▸ Input material
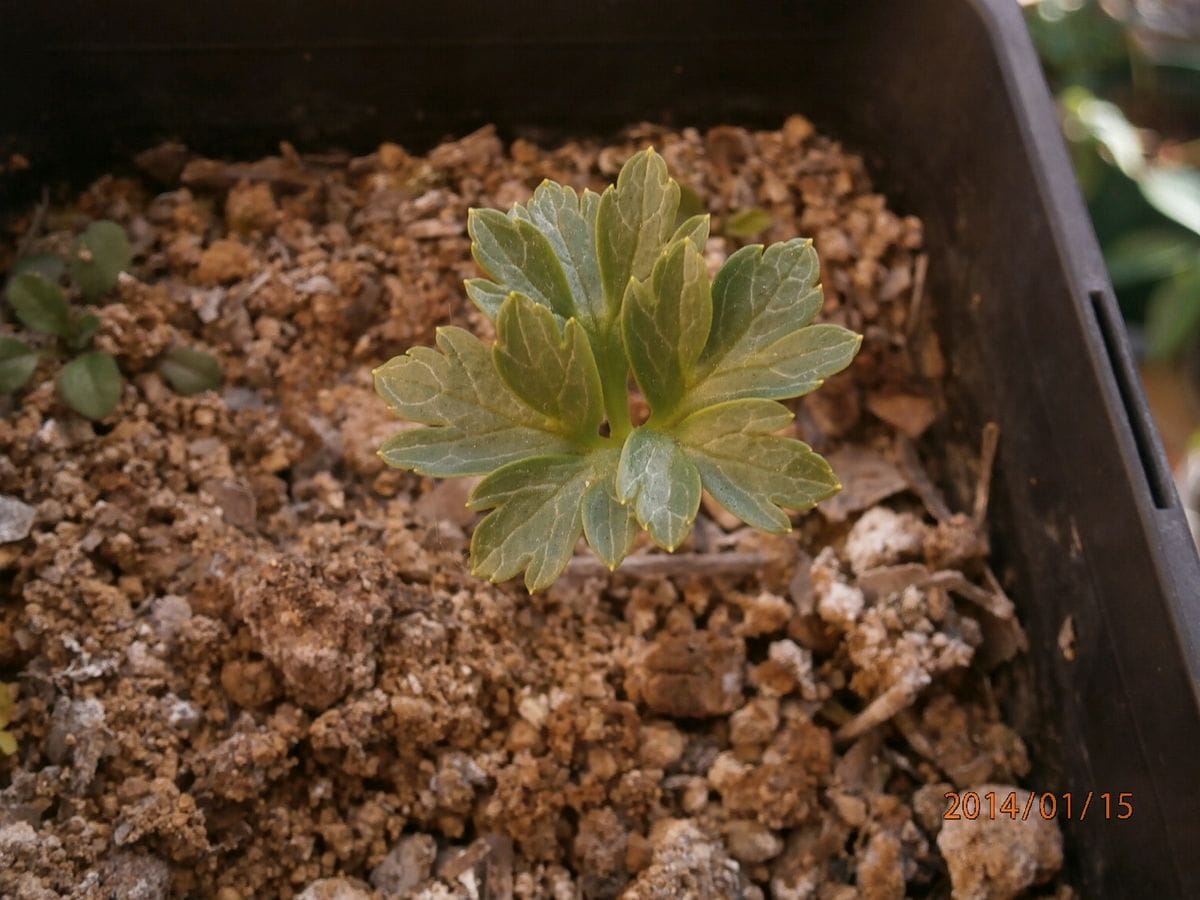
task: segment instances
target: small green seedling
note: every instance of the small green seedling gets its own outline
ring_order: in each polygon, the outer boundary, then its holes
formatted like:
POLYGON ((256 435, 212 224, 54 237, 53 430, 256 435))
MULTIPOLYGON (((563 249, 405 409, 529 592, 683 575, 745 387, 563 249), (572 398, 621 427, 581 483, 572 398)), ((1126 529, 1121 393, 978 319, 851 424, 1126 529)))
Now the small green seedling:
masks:
MULTIPOLYGON (((112 354, 89 350, 100 327, 95 313, 67 302, 59 282, 69 269, 72 280, 89 302, 98 300, 117 283, 129 265, 129 239, 116 222, 93 222, 79 236, 64 261, 53 255, 17 261, 4 289, 8 305, 30 331, 55 335, 63 355, 74 353, 58 373, 58 393, 80 415, 103 419, 121 399, 121 372, 112 354)), ((37 353, 14 337, 0 338, 0 391, 21 388, 37 368, 37 353)))
POLYGON ((221 383, 221 363, 203 350, 176 347, 158 360, 160 374, 177 394, 190 397, 221 383))
POLYGON ((467 295, 496 324, 488 347, 441 328, 375 370, 391 408, 424 427, 380 449, 423 475, 486 476, 468 506, 491 510, 471 541, 492 581, 530 591, 562 573, 582 535, 616 568, 639 526, 674 550, 702 491, 742 521, 790 529, 836 493, 828 463, 779 435, 779 401, 844 369, 861 338, 812 324, 821 308, 812 242, 743 247, 710 281, 709 219, 677 221, 680 188, 653 150, 615 186, 576 194, 543 182, 507 215, 473 209, 488 278, 467 295), (633 421, 632 372, 650 413, 633 421))
POLYGON ((771 227, 771 214, 759 206, 741 209, 725 220, 725 234, 735 238, 752 238, 771 227))
MULTIPOLYGON (((69 258, 53 254, 17 260, 4 296, 27 329, 58 338, 52 352, 71 358, 58 373, 58 394, 71 409, 89 419, 106 418, 121 399, 122 378, 111 353, 90 350, 100 327, 95 313, 71 306, 62 287, 64 274, 83 299, 96 303, 117 284, 132 259, 129 238, 116 222, 92 222, 75 241, 69 258)), ((38 354, 24 341, 0 335, 0 393, 23 387, 38 365, 38 354)), ((169 351, 159 370, 181 394, 216 387, 220 366, 206 353, 187 348, 169 351)))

▸ Work request
All the lines that hold the word "small" must appear in the answer, copied from the records.

▸ Problem solution
target: small green seedling
note: every instance of the small green seedling gets its own outline
Now the small green seedling:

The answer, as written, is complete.